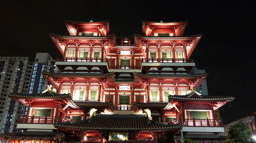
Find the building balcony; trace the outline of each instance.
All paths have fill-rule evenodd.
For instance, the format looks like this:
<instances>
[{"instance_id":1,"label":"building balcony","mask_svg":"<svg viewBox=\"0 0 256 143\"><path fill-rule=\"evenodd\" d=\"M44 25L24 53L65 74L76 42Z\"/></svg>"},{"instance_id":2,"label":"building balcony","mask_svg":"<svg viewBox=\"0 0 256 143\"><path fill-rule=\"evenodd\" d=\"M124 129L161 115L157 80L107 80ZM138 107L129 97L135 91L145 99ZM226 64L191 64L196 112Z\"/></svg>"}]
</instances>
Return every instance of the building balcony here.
---
## YOUR GOAL
Arrange the listing above as a Markdown table with the columns Number and Record line, one row per non-blank line, and leave the pictures out.

## WRITTEN SOLUTION
| Number | Record line |
|---|---|
| 1 | Find the building balcony; trace the outline of each instance. |
| 2 | All paths have fill-rule evenodd. |
| 3 | For instance, the format looks like this: |
| 4 | <instances> |
| 5 | [{"instance_id":1,"label":"building balcony","mask_svg":"<svg viewBox=\"0 0 256 143\"><path fill-rule=\"evenodd\" d=\"M44 25L24 53L65 74L76 42Z\"/></svg>"},{"instance_id":2,"label":"building balcony","mask_svg":"<svg viewBox=\"0 0 256 143\"><path fill-rule=\"evenodd\" d=\"M124 129L161 115L157 80L107 80ZM138 107L129 97L135 91L145 99ZM226 64L191 64L196 112Z\"/></svg>"}] |
| 6 | </instances> |
| 7 | Return every instance of the building balcony here. |